[Referring expression data]

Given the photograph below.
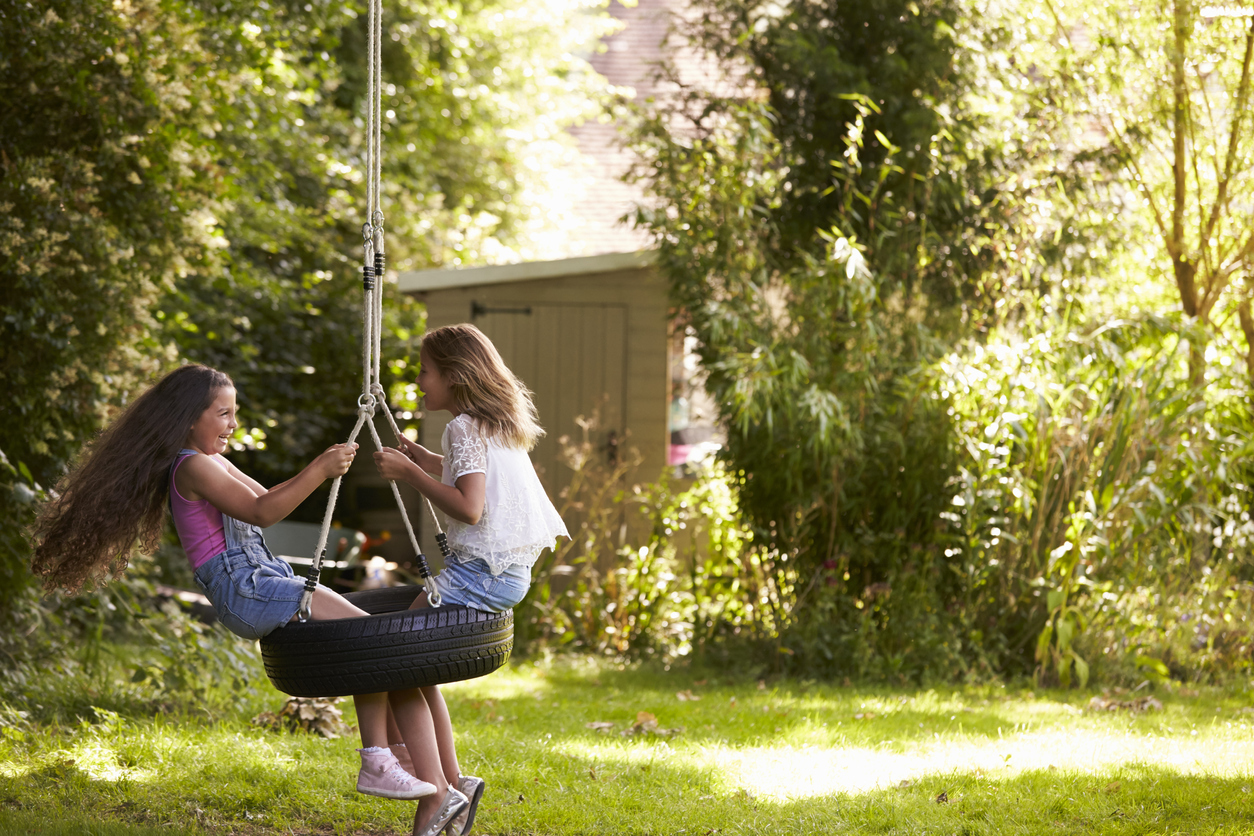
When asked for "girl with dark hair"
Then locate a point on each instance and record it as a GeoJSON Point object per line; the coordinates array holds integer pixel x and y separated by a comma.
{"type": "Point", "coordinates": [167, 448]}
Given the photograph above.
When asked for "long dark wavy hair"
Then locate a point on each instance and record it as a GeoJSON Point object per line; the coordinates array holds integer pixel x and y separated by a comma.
{"type": "Point", "coordinates": [115, 494]}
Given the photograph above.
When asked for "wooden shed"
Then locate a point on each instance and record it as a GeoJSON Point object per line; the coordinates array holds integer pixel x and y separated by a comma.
{"type": "Point", "coordinates": [586, 335]}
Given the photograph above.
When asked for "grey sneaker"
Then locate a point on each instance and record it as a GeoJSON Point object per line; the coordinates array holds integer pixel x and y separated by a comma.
{"type": "Point", "coordinates": [454, 802]}
{"type": "Point", "coordinates": [472, 788]}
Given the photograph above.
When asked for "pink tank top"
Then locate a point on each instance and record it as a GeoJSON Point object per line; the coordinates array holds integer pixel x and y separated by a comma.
{"type": "Point", "coordinates": [198, 523]}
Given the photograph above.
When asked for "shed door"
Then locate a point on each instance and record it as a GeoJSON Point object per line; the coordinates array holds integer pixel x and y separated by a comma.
{"type": "Point", "coordinates": [573, 357]}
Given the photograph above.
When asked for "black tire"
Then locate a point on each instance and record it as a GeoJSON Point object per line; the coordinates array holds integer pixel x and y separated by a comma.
{"type": "Point", "coordinates": [390, 649]}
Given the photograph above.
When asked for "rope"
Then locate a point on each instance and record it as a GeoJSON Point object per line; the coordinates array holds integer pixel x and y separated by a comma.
{"type": "Point", "coordinates": [371, 329]}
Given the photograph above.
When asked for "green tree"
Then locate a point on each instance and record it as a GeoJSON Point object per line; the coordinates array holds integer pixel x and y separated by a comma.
{"type": "Point", "coordinates": [875, 188]}
{"type": "Point", "coordinates": [1169, 87]}
{"type": "Point", "coordinates": [100, 179]}
{"type": "Point", "coordinates": [182, 181]}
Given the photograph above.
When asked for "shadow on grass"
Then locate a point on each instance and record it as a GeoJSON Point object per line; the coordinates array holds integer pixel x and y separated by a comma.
{"type": "Point", "coordinates": [1124, 801]}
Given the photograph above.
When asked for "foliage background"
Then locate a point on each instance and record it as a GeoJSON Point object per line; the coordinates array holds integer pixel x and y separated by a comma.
{"type": "Point", "coordinates": [969, 285]}
{"type": "Point", "coordinates": [181, 182]}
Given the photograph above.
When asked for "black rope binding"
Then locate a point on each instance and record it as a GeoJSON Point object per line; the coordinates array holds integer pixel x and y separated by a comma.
{"type": "Point", "coordinates": [315, 570]}
{"type": "Point", "coordinates": [424, 570]}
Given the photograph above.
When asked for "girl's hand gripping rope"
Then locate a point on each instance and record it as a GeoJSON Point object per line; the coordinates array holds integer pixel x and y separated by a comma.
{"type": "Point", "coordinates": [336, 460]}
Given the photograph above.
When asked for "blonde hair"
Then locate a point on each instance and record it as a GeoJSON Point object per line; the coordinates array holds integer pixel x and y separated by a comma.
{"type": "Point", "coordinates": [483, 386]}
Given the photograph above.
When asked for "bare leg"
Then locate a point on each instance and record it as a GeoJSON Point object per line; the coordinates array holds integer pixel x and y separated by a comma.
{"type": "Point", "coordinates": [393, 728]}
{"type": "Point", "coordinates": [414, 718]}
{"type": "Point", "coordinates": [443, 733]}
{"type": "Point", "coordinates": [373, 713]}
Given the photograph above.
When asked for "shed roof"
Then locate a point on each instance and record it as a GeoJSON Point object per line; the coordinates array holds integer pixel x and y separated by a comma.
{"type": "Point", "coordinates": [433, 280]}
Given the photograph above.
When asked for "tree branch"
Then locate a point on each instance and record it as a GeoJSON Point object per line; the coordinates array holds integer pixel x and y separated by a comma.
{"type": "Point", "coordinates": [1243, 90]}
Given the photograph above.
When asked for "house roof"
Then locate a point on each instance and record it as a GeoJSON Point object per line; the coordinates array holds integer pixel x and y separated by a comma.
{"type": "Point", "coordinates": [444, 278]}
{"type": "Point", "coordinates": [595, 238]}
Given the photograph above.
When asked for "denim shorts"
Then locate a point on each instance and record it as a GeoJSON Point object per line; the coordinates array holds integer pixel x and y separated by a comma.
{"type": "Point", "coordinates": [470, 583]}
{"type": "Point", "coordinates": [252, 592]}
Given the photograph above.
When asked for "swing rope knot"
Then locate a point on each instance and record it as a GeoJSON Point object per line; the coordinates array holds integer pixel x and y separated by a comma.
{"type": "Point", "coordinates": [373, 267]}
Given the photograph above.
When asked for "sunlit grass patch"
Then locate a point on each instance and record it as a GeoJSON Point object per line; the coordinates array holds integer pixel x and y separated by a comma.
{"type": "Point", "coordinates": [577, 747]}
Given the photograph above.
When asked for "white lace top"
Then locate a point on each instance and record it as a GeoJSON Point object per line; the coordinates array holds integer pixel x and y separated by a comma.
{"type": "Point", "coordinates": [518, 519]}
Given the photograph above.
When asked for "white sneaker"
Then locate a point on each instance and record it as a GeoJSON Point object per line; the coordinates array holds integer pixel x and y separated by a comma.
{"type": "Point", "coordinates": [381, 775]}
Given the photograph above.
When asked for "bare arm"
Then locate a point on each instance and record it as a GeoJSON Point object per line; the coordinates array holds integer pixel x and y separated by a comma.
{"type": "Point", "coordinates": [432, 463]}
{"type": "Point", "coordinates": [463, 500]}
{"type": "Point", "coordinates": [198, 478]}
{"type": "Point", "coordinates": [246, 479]}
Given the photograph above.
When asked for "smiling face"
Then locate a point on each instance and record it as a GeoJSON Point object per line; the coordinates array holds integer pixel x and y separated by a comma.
{"type": "Point", "coordinates": [211, 434]}
{"type": "Point", "coordinates": [437, 392]}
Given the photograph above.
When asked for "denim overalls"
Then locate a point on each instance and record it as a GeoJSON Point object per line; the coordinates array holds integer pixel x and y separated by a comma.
{"type": "Point", "coordinates": [252, 592]}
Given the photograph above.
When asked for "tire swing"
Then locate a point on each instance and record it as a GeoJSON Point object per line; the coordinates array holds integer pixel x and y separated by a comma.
{"type": "Point", "coordinates": [394, 647]}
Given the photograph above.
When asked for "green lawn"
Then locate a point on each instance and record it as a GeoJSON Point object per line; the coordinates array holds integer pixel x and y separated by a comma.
{"type": "Point", "coordinates": [748, 757]}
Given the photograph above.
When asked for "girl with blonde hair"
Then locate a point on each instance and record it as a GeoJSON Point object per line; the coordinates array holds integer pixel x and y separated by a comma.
{"type": "Point", "coordinates": [499, 519]}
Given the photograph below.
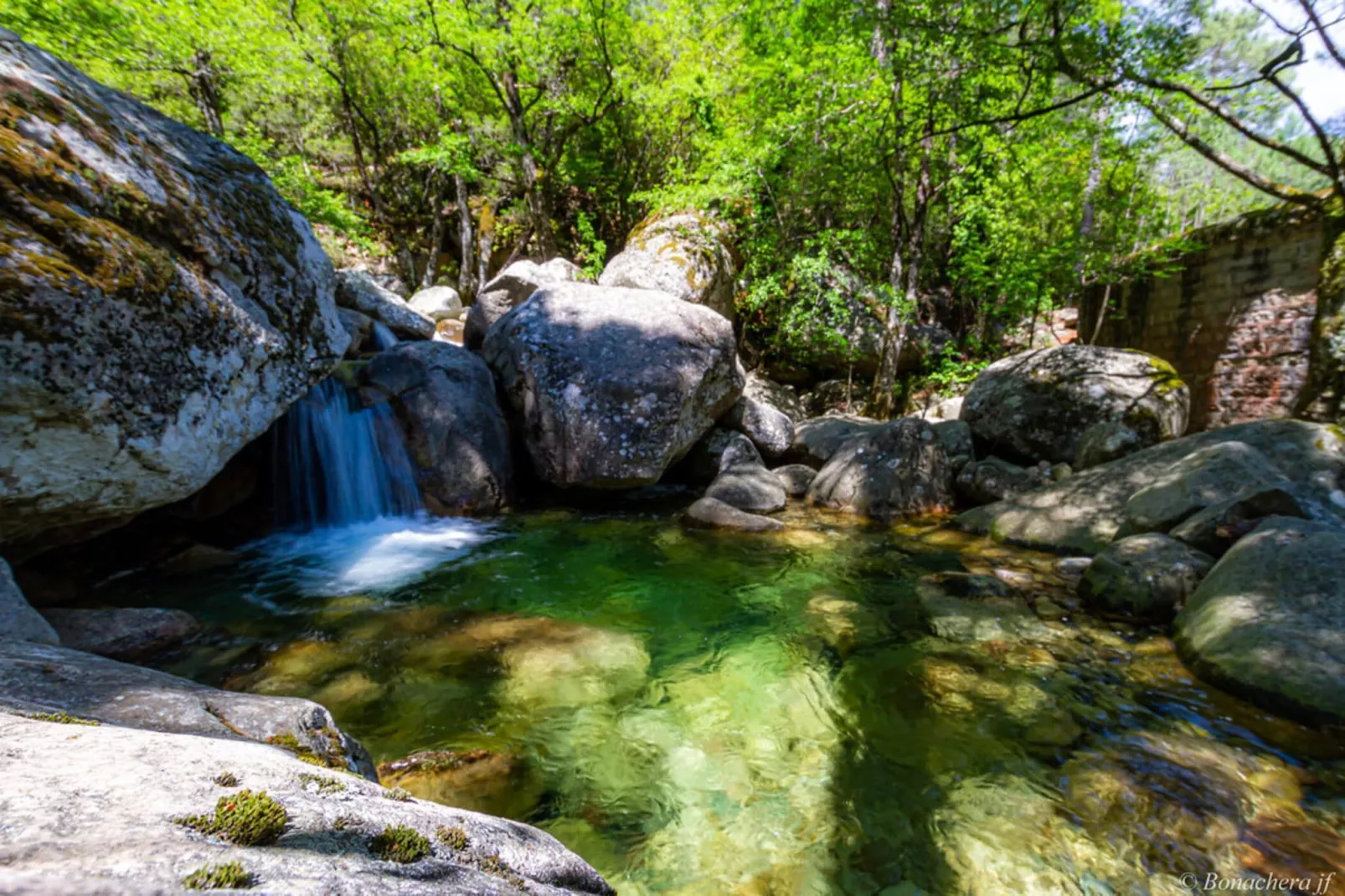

TASK TO CARRY OUT >> Read the entries above and find each line holding the word "swing". Copy it out.

YOUR SOLUTION >>
When asked for "swing rope knot"
When asked for "tire swing"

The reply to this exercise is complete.